╔══

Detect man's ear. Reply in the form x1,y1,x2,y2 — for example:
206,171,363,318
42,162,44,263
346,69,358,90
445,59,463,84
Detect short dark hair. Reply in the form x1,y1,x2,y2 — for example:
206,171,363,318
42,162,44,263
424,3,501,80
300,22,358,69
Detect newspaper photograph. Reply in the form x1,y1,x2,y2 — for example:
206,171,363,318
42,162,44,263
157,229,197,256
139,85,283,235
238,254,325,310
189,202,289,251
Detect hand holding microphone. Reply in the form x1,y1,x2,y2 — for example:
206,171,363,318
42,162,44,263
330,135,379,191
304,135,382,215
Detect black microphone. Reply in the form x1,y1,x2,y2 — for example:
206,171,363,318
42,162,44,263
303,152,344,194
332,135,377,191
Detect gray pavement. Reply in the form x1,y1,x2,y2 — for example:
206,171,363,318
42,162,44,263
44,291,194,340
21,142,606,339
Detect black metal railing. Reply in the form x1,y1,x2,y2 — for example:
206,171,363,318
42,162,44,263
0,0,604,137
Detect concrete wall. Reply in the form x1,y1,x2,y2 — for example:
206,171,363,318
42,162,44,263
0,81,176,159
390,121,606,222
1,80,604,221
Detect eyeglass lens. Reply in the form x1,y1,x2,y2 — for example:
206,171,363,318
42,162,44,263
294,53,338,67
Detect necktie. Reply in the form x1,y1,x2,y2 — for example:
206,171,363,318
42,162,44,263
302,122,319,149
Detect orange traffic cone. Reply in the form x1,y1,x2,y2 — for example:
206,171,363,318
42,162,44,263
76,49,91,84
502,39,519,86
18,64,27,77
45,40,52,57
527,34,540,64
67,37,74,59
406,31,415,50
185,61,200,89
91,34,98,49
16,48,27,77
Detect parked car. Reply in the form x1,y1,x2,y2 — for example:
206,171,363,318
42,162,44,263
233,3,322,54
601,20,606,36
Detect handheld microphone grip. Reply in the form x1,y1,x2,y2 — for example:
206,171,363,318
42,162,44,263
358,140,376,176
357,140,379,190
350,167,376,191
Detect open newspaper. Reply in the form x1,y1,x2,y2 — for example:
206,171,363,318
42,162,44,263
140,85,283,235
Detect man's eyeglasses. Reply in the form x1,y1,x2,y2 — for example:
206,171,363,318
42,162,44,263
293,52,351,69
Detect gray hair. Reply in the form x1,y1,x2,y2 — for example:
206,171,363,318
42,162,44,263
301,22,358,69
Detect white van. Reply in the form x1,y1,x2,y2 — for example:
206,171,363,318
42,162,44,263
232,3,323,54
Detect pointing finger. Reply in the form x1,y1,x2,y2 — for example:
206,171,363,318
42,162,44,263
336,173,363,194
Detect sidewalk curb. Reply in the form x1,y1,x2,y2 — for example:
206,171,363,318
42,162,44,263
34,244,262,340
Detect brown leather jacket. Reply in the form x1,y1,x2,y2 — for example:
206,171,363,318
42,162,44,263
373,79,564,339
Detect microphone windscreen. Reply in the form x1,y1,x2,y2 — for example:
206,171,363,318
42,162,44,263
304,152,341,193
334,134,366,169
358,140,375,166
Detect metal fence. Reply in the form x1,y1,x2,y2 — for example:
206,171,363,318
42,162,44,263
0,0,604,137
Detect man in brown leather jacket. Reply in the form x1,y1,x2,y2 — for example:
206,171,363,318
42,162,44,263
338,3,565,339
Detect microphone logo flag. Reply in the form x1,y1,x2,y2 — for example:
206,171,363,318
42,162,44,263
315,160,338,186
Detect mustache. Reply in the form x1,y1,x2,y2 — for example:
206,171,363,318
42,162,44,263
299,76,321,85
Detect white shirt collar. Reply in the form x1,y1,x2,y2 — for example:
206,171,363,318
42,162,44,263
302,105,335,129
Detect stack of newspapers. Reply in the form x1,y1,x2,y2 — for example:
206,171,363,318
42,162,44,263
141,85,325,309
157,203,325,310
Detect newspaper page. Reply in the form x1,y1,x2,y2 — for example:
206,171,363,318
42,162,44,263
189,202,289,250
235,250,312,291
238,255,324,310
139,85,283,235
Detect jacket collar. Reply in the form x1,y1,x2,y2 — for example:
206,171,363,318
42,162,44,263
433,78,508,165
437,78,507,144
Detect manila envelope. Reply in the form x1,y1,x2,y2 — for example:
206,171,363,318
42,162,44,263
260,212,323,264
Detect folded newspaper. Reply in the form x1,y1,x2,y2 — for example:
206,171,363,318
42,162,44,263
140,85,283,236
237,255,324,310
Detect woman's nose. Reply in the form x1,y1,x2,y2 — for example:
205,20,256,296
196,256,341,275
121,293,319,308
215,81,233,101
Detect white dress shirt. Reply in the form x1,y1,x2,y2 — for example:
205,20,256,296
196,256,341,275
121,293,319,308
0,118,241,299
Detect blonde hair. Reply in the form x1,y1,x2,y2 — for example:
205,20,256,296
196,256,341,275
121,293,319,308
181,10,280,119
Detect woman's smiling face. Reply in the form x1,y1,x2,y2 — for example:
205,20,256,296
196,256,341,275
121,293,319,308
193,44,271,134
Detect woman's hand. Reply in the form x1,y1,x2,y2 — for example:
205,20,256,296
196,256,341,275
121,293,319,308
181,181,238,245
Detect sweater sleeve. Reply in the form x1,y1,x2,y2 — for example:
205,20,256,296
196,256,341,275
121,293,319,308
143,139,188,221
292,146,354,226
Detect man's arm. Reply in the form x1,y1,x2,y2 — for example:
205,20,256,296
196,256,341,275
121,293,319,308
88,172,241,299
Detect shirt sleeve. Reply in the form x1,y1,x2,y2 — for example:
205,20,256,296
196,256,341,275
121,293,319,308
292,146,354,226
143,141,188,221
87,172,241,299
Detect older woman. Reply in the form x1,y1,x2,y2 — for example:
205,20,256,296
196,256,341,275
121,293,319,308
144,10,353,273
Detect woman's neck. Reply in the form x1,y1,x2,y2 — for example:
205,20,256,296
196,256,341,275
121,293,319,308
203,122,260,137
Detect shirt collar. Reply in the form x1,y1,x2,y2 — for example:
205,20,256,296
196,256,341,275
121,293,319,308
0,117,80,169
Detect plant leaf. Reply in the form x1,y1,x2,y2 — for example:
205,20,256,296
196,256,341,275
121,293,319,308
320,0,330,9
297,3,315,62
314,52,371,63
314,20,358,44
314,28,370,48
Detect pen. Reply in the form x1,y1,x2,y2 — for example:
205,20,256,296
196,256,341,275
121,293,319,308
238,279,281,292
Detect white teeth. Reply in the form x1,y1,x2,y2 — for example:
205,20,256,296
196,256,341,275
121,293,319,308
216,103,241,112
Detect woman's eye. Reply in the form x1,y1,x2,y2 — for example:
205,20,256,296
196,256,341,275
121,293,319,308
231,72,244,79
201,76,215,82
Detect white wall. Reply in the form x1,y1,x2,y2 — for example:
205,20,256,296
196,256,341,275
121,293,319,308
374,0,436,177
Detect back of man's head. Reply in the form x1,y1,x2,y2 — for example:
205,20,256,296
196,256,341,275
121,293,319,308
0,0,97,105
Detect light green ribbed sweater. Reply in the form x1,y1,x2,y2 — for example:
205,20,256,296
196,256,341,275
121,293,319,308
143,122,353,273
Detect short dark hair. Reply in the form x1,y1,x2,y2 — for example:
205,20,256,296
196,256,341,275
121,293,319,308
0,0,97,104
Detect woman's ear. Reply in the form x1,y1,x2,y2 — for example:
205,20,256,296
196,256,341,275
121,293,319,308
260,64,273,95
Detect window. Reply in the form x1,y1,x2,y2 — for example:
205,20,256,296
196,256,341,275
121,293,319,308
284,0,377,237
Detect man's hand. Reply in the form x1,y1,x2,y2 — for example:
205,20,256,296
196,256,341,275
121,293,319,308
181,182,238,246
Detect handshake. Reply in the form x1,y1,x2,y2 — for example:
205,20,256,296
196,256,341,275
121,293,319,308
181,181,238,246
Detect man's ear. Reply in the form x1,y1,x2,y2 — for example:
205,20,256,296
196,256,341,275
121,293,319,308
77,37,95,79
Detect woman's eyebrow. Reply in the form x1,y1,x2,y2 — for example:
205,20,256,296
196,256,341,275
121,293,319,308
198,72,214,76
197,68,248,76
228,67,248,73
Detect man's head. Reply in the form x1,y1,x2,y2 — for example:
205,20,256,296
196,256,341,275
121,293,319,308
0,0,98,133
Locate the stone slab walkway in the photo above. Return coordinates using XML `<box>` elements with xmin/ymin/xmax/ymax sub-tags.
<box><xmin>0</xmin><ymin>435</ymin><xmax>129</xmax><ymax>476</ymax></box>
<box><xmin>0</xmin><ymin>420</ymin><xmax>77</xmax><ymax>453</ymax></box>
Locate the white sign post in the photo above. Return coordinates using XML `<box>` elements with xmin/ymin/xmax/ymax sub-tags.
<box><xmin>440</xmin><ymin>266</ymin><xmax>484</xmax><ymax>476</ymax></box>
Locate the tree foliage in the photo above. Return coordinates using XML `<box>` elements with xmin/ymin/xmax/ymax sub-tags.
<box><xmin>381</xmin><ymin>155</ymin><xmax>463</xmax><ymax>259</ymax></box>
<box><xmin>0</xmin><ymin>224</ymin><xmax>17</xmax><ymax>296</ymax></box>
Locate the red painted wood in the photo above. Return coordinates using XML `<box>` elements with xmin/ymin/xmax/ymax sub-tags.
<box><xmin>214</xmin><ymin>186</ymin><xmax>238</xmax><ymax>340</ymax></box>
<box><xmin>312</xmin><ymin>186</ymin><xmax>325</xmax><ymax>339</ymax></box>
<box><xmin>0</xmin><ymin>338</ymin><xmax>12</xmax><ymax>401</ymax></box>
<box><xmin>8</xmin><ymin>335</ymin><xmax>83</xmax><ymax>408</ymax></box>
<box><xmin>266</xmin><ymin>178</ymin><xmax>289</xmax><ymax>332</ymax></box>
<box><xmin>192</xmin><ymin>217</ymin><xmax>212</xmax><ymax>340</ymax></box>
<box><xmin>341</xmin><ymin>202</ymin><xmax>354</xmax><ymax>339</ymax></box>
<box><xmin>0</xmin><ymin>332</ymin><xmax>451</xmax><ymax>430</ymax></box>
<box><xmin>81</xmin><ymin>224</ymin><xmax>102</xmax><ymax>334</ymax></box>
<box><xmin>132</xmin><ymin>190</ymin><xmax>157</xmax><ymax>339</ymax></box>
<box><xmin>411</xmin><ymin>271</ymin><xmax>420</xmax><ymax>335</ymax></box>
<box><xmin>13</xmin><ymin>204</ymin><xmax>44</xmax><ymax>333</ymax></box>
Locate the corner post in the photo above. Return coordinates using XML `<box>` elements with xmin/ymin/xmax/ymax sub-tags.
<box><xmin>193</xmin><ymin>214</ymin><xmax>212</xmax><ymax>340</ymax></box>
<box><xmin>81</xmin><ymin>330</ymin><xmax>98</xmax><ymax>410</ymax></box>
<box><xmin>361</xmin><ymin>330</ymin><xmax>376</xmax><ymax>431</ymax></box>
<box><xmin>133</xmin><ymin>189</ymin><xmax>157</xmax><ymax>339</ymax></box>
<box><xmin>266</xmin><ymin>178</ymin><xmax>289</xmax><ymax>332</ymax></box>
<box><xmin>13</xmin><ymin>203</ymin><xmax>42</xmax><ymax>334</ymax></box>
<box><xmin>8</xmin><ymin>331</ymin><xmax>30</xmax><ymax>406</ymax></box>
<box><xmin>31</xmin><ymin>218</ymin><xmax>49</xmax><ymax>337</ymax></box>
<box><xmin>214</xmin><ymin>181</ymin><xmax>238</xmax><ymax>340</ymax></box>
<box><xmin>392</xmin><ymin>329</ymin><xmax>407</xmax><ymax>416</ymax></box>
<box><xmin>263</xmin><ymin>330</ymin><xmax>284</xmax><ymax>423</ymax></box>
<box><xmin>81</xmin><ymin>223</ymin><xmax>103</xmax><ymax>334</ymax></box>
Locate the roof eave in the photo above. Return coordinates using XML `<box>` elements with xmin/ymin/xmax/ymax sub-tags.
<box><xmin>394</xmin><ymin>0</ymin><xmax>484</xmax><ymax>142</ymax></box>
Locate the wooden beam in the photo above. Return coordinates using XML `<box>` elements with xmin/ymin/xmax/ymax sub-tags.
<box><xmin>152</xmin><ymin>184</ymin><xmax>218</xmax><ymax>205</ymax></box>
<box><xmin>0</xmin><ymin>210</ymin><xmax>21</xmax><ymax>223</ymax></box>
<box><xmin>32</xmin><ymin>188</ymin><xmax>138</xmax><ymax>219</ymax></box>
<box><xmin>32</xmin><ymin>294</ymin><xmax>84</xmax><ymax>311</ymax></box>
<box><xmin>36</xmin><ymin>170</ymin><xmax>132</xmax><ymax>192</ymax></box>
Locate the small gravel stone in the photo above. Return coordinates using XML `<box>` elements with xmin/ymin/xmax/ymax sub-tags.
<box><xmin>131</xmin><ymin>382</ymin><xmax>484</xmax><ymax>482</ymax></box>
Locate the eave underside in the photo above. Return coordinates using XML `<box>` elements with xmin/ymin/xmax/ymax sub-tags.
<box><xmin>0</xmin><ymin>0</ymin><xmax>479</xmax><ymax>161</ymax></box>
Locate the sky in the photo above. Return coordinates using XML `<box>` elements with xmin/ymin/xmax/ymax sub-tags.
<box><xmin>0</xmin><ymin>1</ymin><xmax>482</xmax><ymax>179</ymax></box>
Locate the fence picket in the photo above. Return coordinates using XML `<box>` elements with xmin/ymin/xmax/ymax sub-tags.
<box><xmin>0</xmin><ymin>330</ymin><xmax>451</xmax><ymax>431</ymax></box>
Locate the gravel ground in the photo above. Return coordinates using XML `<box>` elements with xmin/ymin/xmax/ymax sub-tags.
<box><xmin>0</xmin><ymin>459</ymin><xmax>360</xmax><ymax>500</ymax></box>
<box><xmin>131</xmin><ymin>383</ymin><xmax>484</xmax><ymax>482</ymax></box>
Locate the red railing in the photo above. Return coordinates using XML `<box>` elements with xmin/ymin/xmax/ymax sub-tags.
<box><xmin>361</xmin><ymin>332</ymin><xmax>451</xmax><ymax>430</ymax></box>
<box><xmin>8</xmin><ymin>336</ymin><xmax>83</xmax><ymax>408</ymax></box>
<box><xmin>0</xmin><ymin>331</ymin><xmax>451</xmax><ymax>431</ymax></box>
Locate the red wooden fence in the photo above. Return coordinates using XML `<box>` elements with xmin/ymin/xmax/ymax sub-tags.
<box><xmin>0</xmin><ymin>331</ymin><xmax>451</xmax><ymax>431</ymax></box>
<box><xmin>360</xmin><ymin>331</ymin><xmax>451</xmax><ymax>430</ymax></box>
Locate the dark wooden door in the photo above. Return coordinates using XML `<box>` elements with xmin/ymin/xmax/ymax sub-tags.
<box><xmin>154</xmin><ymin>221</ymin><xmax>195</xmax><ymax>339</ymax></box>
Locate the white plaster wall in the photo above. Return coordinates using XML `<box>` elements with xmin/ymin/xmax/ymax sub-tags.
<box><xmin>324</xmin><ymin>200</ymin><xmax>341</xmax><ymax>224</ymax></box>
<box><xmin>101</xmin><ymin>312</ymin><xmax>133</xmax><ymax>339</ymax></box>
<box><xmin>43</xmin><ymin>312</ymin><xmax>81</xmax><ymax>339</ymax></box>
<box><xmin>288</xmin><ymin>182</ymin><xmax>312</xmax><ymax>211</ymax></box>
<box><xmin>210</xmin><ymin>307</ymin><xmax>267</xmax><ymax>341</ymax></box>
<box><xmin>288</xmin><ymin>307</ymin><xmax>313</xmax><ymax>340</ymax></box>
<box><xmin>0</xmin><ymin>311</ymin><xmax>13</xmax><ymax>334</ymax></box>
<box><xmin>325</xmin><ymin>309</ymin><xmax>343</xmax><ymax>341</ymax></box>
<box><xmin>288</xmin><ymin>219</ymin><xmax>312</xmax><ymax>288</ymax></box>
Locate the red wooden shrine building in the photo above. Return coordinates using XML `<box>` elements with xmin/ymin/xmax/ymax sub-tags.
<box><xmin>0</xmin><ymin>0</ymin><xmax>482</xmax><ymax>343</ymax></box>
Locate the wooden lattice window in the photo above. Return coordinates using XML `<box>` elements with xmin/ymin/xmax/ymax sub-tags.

╚══

# WHAT YOU SHOULD DO
In the entries above, tally the lines that include the string "shirt". Give the figure only.

# RESULT
4